• _Estratto del documento_
Le due tipologie e i loro sottotitoli specializzanti (realismo ed espressionismo), intersecate medialmente e quotidianamente nei luoghi della memoria volatile del nostro navigatore satellitare, ci portano a un’idea di corporeità certo diffusa, ma non più condivisa. Ecco il fulcro meditativo di questo progetto: riportare al riverbero della dignità di esemplare e non più di copia anche l’ultimo avatar. Nessuna discriminante di stile o di tecnica. Fuori dalla moda estetizzante di un corpo pesato a grammi di grasso, di acqua, di zolfo come risultato di una decomposizione reinventata intellettualmente a ogni cambio di primalinea delle generazioni di storici-critici. Ecco che anche in loro assenza, forse di traverso, si è sfilato un corpo, un fuoriuscito sans-papier di se stesso con l’ombra nel colore sotto pelle, entroriverbero di sé. Una vera carta patinata, ma assorbente e sensibile che in questa decina d’anni abbiamo ritrattato lasciando la resa in quadricromia ai modaioli della vena d’oro dei gossip in carne d’altri (mai pagando sulla loro). Siamo rimasti lì appresso e prossimi a noi i nostri avatar, nuovi di zecca. Non possiamo più prescindere da loro. Pur dovendo ammettere di non essere più riusciti a concepire per loro dei decori, proponiamogli ora almeno una supplenza.
[4]
“IN/Carne” para un corpo intravisto, fa i conti con un’anatomia da risonanza magnetica a colori e in diretta, tratta con visione allargata e condivisa un corpo umano ormai esploso dalla sua stessa rappresentabilità ubiqua, oltre alla sua stessa morte. E’ quello delle tremende immagini dei suicidi delle torri gemelle. E’ quello delle tremende immagini degli uomini-bomba. Un corpo esploso non ha più un’identità possible, solo un residuo luogo espositivo. E’ una macchia cinica da riaddomesticare fuori dalla sua anestetizzata propriocezione. Prima della sua definitiva iperdivinità virtuale.
Il titolo “IN/Carne” non esclude altre tipologie di rappresentazione. Si è voluto concentrare e centrare il problema sulla figurazione argomentando il tema-traccia principale: la figura umana e il suo riverbero mnemonico e immaginifico nell’atto figurativo artistico. Ancora più analizzando nel segno grafico (che non si dissimula, mantenendo in permanenza la sua valenza astratta) l’evocazione della presenza di una figura umana. Escludendo altresì la copia dal modello nella sua funzione di disegno preparatorio.
La domanda posta in termini minimali è se il soggetto “corpo umano”, martoriato da una sovraesposizione di cui facciamo esperienza quotidiana da almeno una trentina d’anni (l’Evo Televisivo ora presentatosi al giro di boa net-digitale), sia ancora nel fuoco delle attenzioni degli artisti, nel suo pulsare sottopelle.

• _Materiale fornito_
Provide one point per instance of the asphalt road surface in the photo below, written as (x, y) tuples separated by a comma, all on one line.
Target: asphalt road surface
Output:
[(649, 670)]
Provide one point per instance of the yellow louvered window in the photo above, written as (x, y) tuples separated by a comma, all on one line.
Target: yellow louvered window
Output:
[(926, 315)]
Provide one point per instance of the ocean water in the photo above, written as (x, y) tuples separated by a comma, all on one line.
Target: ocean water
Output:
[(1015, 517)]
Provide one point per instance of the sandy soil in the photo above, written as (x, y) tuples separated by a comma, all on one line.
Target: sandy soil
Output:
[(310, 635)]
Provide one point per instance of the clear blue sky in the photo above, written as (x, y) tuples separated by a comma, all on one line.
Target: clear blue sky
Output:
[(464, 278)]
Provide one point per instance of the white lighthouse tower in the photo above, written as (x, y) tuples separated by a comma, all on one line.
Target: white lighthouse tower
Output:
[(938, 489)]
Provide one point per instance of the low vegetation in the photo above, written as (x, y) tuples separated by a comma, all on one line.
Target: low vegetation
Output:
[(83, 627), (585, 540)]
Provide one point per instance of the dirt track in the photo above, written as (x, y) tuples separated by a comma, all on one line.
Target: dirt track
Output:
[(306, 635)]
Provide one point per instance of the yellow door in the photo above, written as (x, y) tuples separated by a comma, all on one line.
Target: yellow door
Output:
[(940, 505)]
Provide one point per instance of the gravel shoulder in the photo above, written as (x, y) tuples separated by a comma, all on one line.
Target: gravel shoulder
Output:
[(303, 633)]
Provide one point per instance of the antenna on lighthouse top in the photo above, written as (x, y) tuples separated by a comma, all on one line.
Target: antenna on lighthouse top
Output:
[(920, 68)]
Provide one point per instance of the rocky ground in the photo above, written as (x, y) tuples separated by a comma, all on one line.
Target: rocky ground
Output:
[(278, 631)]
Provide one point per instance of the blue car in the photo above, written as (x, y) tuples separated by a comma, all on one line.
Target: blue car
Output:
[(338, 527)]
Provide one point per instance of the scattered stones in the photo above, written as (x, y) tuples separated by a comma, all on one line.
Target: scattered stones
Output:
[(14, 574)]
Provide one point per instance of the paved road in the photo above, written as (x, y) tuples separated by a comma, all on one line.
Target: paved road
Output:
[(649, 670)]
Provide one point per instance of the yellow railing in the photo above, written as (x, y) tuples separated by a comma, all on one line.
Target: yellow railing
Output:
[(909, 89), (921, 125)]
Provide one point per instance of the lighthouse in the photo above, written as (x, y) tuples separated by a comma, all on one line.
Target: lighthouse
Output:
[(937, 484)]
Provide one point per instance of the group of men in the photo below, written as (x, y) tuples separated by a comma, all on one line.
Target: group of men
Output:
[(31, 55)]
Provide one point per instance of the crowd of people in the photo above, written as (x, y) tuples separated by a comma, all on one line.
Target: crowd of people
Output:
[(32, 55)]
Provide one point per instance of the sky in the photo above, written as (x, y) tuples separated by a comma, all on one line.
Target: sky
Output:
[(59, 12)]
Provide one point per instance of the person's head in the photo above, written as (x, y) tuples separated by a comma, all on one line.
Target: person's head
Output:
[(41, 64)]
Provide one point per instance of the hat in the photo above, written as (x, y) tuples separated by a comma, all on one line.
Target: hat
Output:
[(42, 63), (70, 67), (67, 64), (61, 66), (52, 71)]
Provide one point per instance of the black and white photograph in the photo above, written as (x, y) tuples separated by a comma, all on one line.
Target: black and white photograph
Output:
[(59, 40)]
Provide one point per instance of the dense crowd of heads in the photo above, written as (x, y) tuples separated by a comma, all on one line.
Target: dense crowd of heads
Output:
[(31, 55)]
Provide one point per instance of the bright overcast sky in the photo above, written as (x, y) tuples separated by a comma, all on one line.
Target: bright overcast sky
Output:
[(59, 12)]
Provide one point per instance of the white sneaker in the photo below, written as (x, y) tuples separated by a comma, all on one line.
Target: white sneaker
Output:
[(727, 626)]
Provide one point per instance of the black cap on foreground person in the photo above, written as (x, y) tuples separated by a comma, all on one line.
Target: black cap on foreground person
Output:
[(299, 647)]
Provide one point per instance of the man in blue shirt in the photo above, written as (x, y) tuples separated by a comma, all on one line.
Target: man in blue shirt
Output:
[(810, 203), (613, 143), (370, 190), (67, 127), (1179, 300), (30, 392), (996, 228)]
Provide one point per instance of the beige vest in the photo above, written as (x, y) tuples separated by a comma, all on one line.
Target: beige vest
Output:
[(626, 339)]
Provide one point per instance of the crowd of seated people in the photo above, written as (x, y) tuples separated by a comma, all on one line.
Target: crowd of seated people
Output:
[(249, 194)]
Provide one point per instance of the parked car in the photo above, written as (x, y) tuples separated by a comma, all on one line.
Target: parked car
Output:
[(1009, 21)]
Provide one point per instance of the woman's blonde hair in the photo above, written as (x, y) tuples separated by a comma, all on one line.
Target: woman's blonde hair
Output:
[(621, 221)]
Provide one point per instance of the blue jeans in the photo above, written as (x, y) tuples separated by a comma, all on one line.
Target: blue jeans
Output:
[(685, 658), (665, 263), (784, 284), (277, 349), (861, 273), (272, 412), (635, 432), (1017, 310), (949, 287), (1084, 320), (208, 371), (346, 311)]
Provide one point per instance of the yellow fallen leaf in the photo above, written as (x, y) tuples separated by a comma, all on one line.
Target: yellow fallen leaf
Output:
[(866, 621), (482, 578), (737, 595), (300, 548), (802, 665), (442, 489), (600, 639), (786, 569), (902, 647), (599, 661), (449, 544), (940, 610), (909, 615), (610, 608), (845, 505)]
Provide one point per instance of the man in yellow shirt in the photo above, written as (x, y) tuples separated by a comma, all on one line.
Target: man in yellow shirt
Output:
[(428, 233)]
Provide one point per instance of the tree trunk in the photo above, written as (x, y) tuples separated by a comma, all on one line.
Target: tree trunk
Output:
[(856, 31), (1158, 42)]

• _Esercizi da svolgere_
**A)** Secondo l'estratto del documento, la moda estetizzante pesa il corpo a grammi di certe sostanze. Elencale tutte.
**B)** Per ciascuna affermazione, indica se concorda con l'estratto del documento. Rispondi sì o no e cita le parole del testo che lo stabiliscono.
(i) Il titolo “IN/Carne” esclude altre tipologie di rappresentazione.
(ii) Dal progetto è esclusa la copia dal modello nella sua funzione di disegno preparatorio.
(iii) Facciamo esperienza quotidiana della sovraesposizione del corpo umano da almeno una trentina d'anni.
**C)** Qual è il tema-traccia principale indicato nell'estratto del documento?

• _Risultati degli esercizi_
**A)** Grasso, acqua, zolfo.

**B)**
(i) No: «Il titolo “IN/Carne” non esclude altre tipologie di rappresentazione.»
(ii) Sì: «Escludendo altresì la copia dal modello nella sua funzione di disegno preparatorio.»
(iii) Sì: «martoriato da una sovraesposizione di cui facciamo esperienza quotidiana da almeno una trentina d’anni»

**C)** La figura umana e il suo riverbero mnemonico e immaginifico nell'atto figurativo artistico.